| What you will do |
Scale the items from the line with "For every instance of the green palm" up to and including the line with "(1007, 276)": repeat those lines with their requests, and multiply each point coordinate in the answers by 0.8, rounding to whole numbers with halves rounded up. Output only these lines.

| Dataset rows |
---*---

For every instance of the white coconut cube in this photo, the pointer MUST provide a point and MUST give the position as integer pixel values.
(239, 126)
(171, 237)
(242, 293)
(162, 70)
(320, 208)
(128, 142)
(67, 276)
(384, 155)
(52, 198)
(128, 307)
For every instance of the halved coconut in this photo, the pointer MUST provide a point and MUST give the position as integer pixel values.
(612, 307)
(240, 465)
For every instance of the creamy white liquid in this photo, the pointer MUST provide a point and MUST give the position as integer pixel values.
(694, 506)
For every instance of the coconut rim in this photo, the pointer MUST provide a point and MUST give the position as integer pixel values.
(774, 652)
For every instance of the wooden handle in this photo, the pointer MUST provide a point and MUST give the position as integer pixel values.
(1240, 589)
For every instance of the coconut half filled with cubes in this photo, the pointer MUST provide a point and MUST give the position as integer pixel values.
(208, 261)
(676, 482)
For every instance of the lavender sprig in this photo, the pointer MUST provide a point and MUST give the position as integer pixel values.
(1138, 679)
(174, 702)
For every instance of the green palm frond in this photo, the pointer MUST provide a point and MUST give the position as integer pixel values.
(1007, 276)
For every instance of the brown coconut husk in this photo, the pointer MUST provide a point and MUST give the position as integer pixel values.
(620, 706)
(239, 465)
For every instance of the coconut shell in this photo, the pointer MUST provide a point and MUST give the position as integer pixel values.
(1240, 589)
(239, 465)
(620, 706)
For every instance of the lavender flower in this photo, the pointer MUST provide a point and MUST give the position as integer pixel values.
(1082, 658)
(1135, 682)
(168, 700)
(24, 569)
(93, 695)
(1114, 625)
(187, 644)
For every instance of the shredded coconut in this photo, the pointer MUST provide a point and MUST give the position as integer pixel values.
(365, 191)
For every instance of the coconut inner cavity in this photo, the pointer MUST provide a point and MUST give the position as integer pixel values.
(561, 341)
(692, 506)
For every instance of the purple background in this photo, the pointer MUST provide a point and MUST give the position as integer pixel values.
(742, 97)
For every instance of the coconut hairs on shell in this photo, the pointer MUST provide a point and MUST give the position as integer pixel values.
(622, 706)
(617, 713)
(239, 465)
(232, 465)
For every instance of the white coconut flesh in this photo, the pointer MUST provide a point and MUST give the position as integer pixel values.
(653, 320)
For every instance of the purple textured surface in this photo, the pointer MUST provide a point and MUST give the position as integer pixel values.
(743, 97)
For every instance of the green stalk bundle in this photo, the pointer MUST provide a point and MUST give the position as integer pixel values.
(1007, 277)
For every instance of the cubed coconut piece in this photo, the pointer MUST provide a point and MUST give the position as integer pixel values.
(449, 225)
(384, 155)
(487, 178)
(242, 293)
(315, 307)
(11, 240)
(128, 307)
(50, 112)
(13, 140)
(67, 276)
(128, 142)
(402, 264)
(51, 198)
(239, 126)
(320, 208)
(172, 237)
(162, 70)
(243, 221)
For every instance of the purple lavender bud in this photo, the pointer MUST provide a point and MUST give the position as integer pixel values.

---*---

| Solution for this task |
For every instance of the green palm frond in this photo, the pointer MUST provide a point and MUST give the position as integer pixel values.
(806, 221)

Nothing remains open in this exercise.